- [What needs to be done]: Write the records out exactly, so that no picture remains in the copy.

┌─ Data under study

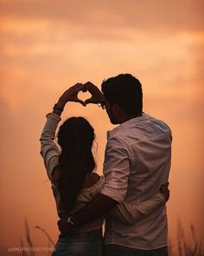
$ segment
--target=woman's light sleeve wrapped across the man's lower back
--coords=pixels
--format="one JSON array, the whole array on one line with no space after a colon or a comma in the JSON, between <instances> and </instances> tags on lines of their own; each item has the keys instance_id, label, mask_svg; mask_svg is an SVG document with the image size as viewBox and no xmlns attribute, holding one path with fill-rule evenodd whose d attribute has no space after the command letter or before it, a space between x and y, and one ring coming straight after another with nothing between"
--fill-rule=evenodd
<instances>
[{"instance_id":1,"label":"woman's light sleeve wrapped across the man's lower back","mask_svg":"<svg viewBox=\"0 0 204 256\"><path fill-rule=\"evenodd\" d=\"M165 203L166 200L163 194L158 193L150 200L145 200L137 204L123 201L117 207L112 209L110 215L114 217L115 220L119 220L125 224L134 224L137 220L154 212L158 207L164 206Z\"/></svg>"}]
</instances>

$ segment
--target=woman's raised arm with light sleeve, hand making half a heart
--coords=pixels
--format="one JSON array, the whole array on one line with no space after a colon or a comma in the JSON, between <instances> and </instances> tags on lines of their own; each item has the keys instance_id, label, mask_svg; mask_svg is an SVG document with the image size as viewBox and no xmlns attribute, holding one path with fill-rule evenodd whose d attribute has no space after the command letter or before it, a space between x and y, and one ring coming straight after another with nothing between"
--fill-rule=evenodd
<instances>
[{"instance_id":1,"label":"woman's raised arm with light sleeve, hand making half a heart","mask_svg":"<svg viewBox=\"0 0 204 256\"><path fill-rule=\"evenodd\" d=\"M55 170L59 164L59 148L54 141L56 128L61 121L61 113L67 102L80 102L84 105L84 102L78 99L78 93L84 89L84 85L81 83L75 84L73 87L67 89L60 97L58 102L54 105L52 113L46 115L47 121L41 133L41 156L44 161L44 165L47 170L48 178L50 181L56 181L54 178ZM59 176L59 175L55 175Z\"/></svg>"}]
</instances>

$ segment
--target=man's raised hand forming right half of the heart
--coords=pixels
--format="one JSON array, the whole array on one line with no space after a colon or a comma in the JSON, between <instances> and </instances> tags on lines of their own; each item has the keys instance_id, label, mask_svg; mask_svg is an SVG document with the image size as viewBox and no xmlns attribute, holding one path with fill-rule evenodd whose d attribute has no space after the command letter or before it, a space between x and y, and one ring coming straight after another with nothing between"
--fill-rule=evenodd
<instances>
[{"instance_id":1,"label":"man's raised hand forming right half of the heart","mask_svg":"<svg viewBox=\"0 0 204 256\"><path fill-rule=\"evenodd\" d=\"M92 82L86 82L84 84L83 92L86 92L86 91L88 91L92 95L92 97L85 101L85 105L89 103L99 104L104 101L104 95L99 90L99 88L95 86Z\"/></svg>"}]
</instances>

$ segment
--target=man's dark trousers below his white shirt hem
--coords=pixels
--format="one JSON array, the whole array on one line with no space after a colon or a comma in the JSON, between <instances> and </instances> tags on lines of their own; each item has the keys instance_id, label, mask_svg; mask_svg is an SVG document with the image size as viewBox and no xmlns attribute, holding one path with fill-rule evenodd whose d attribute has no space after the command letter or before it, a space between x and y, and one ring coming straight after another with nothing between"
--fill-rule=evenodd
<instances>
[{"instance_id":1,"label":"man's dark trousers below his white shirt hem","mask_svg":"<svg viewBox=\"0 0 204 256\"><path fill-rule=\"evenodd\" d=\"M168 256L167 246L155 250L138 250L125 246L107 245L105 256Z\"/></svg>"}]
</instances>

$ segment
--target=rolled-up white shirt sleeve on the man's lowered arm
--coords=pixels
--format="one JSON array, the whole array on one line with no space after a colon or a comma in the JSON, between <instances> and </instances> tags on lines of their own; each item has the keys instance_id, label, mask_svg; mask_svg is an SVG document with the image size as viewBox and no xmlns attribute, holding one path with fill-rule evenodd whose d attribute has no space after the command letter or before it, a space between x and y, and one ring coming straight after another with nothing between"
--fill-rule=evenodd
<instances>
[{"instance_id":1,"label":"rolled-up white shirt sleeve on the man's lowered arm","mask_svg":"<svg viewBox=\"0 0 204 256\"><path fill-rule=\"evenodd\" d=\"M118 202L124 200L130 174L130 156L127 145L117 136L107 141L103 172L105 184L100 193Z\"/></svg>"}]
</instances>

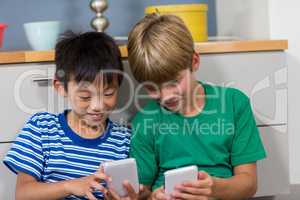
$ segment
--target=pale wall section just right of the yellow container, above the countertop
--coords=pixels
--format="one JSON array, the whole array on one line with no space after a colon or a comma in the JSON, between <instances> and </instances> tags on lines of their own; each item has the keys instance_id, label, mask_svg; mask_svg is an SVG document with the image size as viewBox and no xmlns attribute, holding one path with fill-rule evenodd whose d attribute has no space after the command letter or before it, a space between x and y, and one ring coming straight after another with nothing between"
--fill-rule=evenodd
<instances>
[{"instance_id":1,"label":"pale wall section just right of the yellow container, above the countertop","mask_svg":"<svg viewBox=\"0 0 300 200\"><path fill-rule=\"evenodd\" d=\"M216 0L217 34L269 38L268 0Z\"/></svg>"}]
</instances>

└─

- [Solution for this exercise]:
$ segment
--target=woman's light sleeve wrapped across the man's lower back
--coords=pixels
--format="one JSON array, the whole array on one line with no space after a colon or a comma in the JSON, between <instances> and </instances> tags on lines of their own; each item has the keys instance_id, label, mask_svg; mask_svg is an SVG document with the image size as viewBox and no xmlns attribute, holding one path with fill-rule evenodd whose d attribute has no space after the command letter or before it, a space between x and y, and one ring coming straight after another with nothing between"
--fill-rule=evenodd
<instances>
[{"instance_id":1,"label":"woman's light sleeve wrapped across the man's lower back","mask_svg":"<svg viewBox=\"0 0 204 256\"><path fill-rule=\"evenodd\" d=\"M165 203L166 200L163 194L158 193L150 200L145 200L137 204L123 201L117 207L112 209L110 215L114 217L115 220L119 220L125 224L134 224L137 220L154 212L158 207L164 206Z\"/></svg>"}]
</instances>

$ segment
--target=woman's raised arm with light sleeve, hand making half a heart
--coords=pixels
--format="one JSON array, the whole array on one line with no space after a colon or a comma in the JSON, between <instances> and </instances> tags on lines of their own; each item has the keys instance_id, label, mask_svg; mask_svg is an SVG document with the image size as viewBox and no xmlns attribute, holding one path with fill-rule evenodd whose d attribute has no space after the command letter or before it, a space between x and y, and one ring coming straight after another with nothing between"
--fill-rule=evenodd
<instances>
[{"instance_id":1,"label":"woman's raised arm with light sleeve, hand making half a heart","mask_svg":"<svg viewBox=\"0 0 204 256\"><path fill-rule=\"evenodd\" d=\"M55 170L59 164L59 148L54 141L56 128L61 121L61 113L67 102L80 102L84 105L84 102L78 99L78 93L84 89L84 85L81 83L75 84L73 87L67 89L60 97L58 102L54 105L52 113L46 115L47 121L41 133L41 156L44 161L44 165L47 170L48 178L50 181L56 181L54 178ZM59 176L59 175L55 175Z\"/></svg>"}]
</instances>

$ segment
--target=man's raised hand forming right half of the heart
--coords=pixels
--format="one JSON array, the whole array on one line with no space after a colon or a comma in the JSON, between <instances> and </instances> tags on lines of their own; each item has the keys instance_id, label, mask_svg; mask_svg is an SVG document with the image size as viewBox and no xmlns attribute, holding one path with fill-rule evenodd whose d attribute has no space after the command letter or before it, a space between x and y, and one ring coming straight after another with nothing between"
--fill-rule=evenodd
<instances>
[{"instance_id":1,"label":"man's raised hand forming right half of the heart","mask_svg":"<svg viewBox=\"0 0 204 256\"><path fill-rule=\"evenodd\" d=\"M92 82L86 82L84 84L83 92L86 92L86 91L88 91L92 95L92 97L85 101L85 105L89 103L99 104L104 101L104 95L99 90L99 88L95 86Z\"/></svg>"}]
</instances>

$ segment
--target=man's dark trousers below his white shirt hem
--coords=pixels
--format="one JSON array, the whole array on one line with no space after a colon or a comma in the JSON, between <instances> and </instances> tags on lines of their own; each item has the keys instance_id, label, mask_svg; mask_svg is an SVG document with the image size as viewBox and no xmlns attribute, holding one path with fill-rule evenodd whose d attribute has no space after the command letter or before it, a space between x and y, and one ring coming straight after another with nothing between"
--fill-rule=evenodd
<instances>
[{"instance_id":1,"label":"man's dark trousers below his white shirt hem","mask_svg":"<svg viewBox=\"0 0 204 256\"><path fill-rule=\"evenodd\" d=\"M168 256L167 246L155 250L138 250L125 246L107 245L105 256Z\"/></svg>"}]
</instances>

$ segment
--target=rolled-up white shirt sleeve on the man's lowered arm
--coords=pixels
--format="one JSON array, the whole array on one line with no space after a colon or a comma in the JSON, between <instances> and </instances> tags on lines of their own; each item has the keys instance_id, label, mask_svg; mask_svg is an SVG document with the image size as viewBox and no xmlns attribute, holding one path with fill-rule evenodd whose d attribute has no space after the command letter or before it, a space between x and y, and one ring coming straight after another with nothing between"
--fill-rule=evenodd
<instances>
[{"instance_id":1,"label":"rolled-up white shirt sleeve on the man's lowered arm","mask_svg":"<svg viewBox=\"0 0 204 256\"><path fill-rule=\"evenodd\" d=\"M118 202L124 200L130 174L130 156L127 145L117 136L107 141L103 172L105 184L100 193Z\"/></svg>"}]
</instances>

$ segment
--target=pale wall section just right of the yellow container, above the countertop
--coords=pixels
--format="one JSON array, the whole array on one line with no space after a colon or a comma in the JSON, between <instances> and </instances> tags on lines of their own; each item has the keys instance_id, label, mask_svg; mask_svg is an SVG document with the image size as viewBox and no xmlns attribute, holding one path with fill-rule evenodd whose d attribute has no space after the command letter or before it, a space between x and y, and one ring coming straight after another with nothing between"
--fill-rule=evenodd
<instances>
[{"instance_id":1,"label":"pale wall section just right of the yellow container, above the countertop","mask_svg":"<svg viewBox=\"0 0 300 200\"><path fill-rule=\"evenodd\" d=\"M216 0L217 34L269 38L268 0Z\"/></svg>"}]
</instances>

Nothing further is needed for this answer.